Object position labeling entries:
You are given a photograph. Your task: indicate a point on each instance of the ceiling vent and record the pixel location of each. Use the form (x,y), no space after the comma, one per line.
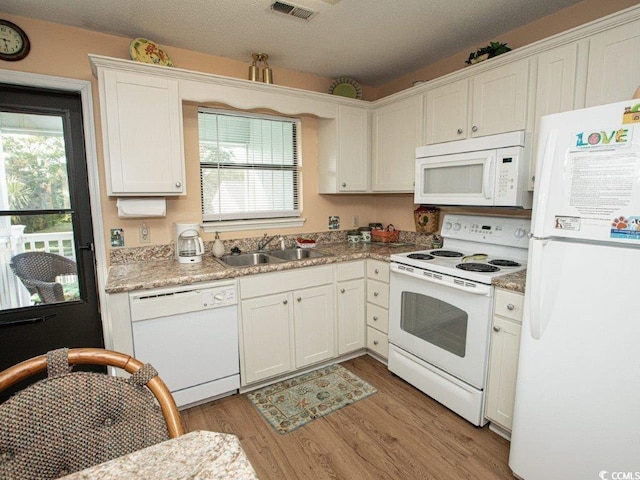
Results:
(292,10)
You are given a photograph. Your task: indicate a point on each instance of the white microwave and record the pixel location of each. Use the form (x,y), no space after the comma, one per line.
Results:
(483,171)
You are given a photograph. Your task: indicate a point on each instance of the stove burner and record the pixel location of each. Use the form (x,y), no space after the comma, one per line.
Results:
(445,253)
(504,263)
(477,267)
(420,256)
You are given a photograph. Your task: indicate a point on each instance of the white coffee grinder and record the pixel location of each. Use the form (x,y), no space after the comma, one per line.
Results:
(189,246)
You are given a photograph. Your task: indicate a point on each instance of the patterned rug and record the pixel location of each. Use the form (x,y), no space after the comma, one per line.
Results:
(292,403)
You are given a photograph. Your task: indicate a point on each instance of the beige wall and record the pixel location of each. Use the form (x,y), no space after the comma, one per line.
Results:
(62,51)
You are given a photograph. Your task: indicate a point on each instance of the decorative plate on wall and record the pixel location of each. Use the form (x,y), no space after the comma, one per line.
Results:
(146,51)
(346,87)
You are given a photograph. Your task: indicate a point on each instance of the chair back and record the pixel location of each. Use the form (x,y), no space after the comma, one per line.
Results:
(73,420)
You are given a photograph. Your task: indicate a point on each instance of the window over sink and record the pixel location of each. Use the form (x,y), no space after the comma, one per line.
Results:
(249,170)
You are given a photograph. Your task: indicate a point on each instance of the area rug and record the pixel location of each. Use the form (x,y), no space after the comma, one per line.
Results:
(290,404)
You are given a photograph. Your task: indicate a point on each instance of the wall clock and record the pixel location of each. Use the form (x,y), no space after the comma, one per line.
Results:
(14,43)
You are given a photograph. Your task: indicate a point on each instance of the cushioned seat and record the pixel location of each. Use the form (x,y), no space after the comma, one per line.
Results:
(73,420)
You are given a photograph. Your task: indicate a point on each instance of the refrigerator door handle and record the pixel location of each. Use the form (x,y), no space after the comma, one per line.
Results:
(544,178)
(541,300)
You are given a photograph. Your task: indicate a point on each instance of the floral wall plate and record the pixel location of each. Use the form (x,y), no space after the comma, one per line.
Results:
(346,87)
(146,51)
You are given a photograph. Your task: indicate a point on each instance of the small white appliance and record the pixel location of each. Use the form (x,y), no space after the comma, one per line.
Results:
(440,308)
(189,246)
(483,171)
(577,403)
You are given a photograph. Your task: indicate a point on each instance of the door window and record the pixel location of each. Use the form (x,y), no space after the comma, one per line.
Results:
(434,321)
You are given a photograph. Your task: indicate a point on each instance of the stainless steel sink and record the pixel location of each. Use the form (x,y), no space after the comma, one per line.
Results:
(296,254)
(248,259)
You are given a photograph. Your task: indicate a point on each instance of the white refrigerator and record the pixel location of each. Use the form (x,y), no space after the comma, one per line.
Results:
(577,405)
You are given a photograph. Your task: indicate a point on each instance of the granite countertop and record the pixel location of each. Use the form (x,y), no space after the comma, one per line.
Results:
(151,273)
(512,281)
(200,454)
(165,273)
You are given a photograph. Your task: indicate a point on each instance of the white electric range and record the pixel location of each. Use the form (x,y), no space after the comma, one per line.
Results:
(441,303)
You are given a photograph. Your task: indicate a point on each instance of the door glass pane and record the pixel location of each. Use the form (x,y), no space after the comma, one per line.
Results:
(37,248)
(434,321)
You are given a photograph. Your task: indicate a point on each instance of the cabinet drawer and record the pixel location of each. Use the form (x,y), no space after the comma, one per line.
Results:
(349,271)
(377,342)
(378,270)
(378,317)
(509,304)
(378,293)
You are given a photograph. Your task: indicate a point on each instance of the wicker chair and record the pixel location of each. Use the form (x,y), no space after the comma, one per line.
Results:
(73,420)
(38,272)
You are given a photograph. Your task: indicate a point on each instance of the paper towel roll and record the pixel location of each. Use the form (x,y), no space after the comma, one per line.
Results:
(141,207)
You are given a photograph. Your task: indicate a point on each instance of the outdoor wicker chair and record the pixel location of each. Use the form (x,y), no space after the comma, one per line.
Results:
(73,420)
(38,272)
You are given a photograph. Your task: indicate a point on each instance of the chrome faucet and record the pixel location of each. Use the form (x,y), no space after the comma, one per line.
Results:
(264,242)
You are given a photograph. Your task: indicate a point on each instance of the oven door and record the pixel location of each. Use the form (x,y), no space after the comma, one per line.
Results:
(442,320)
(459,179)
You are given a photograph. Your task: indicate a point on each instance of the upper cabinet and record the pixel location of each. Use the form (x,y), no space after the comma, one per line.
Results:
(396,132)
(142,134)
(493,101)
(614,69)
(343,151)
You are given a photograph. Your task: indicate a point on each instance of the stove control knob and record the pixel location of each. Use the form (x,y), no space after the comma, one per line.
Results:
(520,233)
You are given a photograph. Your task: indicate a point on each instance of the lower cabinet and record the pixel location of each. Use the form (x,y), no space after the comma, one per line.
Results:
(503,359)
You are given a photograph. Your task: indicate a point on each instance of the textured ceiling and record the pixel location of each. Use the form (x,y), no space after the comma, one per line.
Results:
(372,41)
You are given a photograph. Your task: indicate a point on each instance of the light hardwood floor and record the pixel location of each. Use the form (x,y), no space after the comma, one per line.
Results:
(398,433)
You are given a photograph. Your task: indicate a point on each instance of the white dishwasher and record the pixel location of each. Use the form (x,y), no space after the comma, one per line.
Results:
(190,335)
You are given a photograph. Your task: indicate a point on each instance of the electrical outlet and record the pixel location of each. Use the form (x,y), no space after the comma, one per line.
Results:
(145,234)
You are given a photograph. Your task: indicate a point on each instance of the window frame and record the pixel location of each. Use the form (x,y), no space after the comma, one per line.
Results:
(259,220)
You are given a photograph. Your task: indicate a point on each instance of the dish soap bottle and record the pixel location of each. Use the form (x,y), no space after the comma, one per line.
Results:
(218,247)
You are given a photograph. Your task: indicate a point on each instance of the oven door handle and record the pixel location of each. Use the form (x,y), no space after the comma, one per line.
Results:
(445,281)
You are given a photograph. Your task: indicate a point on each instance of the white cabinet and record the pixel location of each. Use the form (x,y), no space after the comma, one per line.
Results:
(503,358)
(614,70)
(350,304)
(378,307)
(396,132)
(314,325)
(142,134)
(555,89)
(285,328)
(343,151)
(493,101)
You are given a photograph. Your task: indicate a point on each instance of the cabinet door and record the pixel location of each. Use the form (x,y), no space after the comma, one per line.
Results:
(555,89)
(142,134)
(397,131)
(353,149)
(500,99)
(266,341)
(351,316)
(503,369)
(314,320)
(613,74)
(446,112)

Exercise aim
Copy the data from the line with "the white cabinet" through the end, requests included, multiplying each pixel coordinate in the answers by 0.8 and rounding to the nearest whole number, with halves going up. Output only those lines.

Task response
You are given a photograph. Your task: indicate a point on each instance of the white cabinet and record the pixel location of each. Use the form (x,y), no space after the comma, one per line.
Results:
(402,286)
(491,56)
(280,243)
(302,246)
(317,106)
(251,260)
(114,107)
(444,71)
(228,262)
(274,121)
(394,81)
You are given a photograph. Your task: indicate a point on each instance of the cabinet door and record the pixel location of each. Use the form (x,y), no space after the comma, one per line.
Results:
(444,71)
(114,107)
(318,105)
(282,119)
(400,79)
(213,273)
(281,253)
(402,295)
(251,256)
(490,59)
(357,90)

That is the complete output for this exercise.